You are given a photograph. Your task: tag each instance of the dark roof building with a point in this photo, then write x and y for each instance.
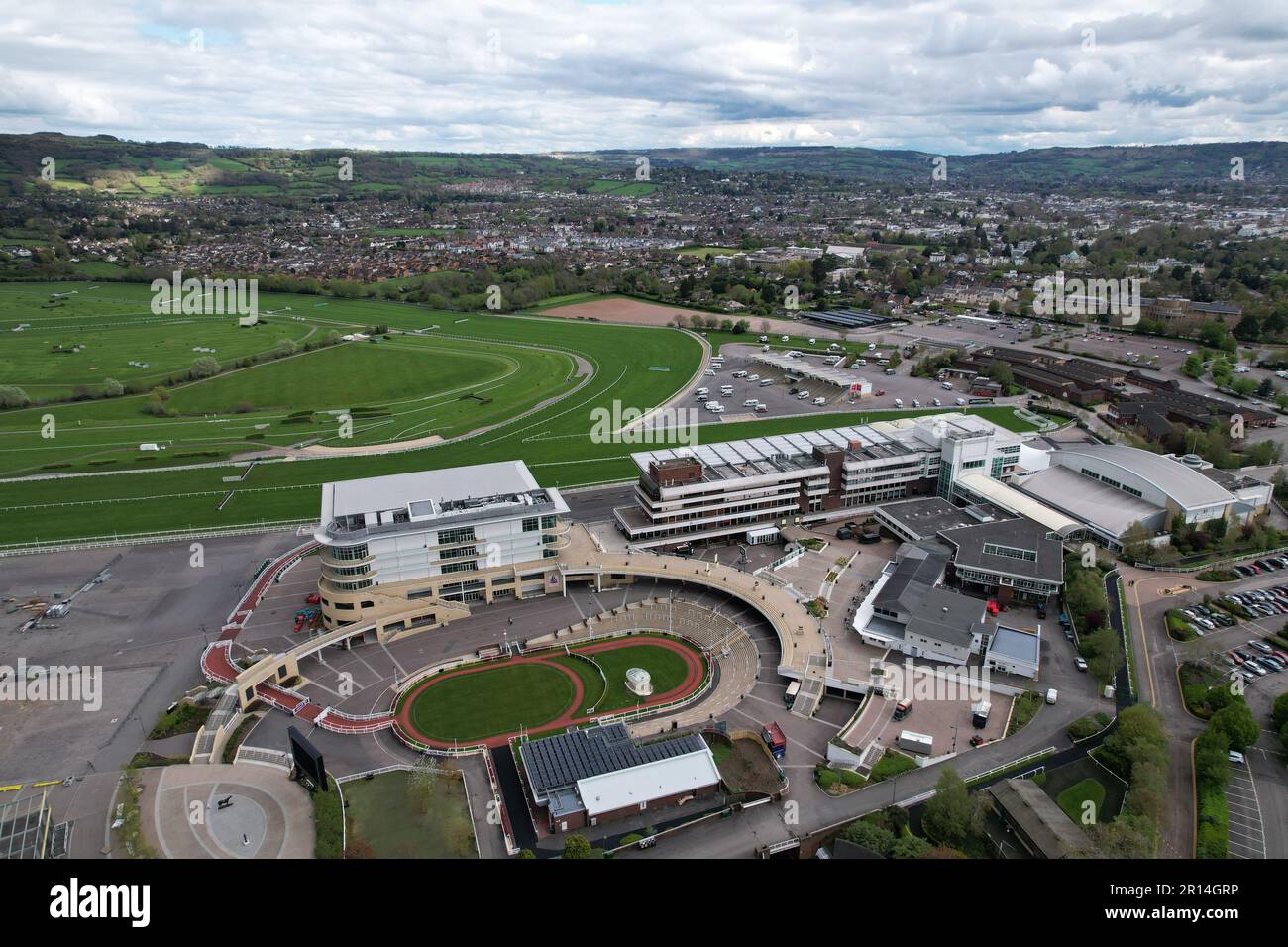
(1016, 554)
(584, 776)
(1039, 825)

—————

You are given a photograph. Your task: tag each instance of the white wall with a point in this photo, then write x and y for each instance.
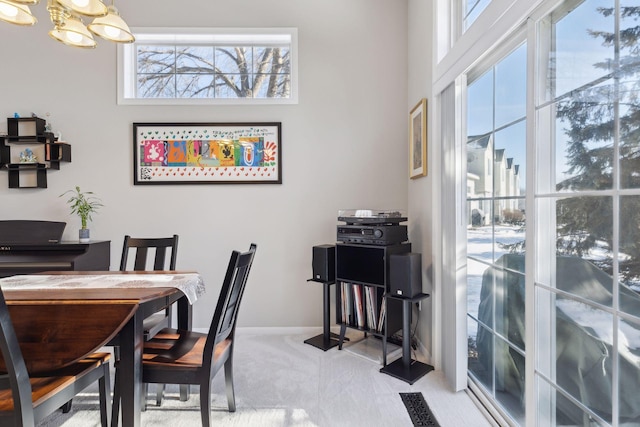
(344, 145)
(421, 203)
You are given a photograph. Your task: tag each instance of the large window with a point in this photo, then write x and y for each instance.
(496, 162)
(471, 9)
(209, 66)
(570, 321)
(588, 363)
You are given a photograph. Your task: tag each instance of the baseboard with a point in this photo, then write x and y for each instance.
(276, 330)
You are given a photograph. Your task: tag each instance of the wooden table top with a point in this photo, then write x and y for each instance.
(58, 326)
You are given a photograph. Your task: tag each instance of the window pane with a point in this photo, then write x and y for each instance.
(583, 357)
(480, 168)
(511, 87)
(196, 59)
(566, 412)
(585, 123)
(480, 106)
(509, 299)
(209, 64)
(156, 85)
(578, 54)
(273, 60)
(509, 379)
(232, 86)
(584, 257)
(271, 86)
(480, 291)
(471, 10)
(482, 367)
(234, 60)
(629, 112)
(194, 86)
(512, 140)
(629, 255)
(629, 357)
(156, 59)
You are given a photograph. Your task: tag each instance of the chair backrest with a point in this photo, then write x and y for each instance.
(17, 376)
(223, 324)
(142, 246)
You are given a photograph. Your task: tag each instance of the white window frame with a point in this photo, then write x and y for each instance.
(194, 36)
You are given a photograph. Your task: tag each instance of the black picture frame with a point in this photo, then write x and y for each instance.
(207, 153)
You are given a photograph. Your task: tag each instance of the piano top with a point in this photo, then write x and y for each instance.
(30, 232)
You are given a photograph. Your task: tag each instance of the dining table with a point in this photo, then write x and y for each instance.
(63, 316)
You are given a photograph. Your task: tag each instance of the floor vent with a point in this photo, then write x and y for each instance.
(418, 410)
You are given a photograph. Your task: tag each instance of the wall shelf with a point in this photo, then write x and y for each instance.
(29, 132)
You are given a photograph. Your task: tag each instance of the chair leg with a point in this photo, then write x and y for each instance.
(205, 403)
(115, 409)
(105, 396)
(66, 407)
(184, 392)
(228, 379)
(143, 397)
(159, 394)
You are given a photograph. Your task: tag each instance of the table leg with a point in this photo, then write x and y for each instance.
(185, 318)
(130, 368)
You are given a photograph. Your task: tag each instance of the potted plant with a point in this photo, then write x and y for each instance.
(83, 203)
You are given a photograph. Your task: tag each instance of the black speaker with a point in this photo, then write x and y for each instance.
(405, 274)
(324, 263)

—————

Rewrite everything from the line containing "of the dark" down to the line containing "(1039, 825)", swapping "dark roof building" for "red roof building" and changing nothing else. Leave the pictures out of your answer.

You are given a photograph. Your task: tag each instance of the red roof building with a point in this photo, then write x and y for each instance.
(1016, 554)
(584, 776)
(1039, 825)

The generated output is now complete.